- [PROBLEM TO SOLVE]:
Find the word "centre" in the material below and gather every line that contains it.

- [MATERIAL PROVIDED]:

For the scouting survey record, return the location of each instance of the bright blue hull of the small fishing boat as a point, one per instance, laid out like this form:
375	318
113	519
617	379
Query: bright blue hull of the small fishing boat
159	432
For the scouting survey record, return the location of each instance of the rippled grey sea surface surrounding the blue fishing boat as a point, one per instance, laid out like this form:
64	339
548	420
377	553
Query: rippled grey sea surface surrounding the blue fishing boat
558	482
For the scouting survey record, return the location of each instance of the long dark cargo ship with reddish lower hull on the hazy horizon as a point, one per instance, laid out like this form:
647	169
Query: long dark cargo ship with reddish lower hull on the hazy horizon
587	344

--

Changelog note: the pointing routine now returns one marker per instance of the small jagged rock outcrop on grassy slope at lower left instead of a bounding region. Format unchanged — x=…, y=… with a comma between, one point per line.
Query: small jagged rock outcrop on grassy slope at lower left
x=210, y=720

...

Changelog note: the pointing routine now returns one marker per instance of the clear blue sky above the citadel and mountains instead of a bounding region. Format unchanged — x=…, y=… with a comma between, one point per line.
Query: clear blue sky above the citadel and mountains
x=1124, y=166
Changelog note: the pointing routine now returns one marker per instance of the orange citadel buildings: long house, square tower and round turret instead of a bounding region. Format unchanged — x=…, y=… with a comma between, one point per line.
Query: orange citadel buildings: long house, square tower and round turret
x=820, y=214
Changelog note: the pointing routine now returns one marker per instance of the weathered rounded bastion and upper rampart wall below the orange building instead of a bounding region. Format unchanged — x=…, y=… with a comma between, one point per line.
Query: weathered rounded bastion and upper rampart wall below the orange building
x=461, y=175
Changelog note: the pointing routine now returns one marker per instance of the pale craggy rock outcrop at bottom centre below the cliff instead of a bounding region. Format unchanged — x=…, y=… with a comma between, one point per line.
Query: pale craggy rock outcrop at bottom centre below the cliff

- [SOLUTION TO THIS TASK]:
Changelog note: the pointing routine now returns one marker per instance of the pale craggy rock outcrop at bottom centre below the cliff instead of a bounding region. Format unchanged — x=…, y=… with a comma between, one point per line.
Query: pale craggy rock outcrop at bottom centre below the cliff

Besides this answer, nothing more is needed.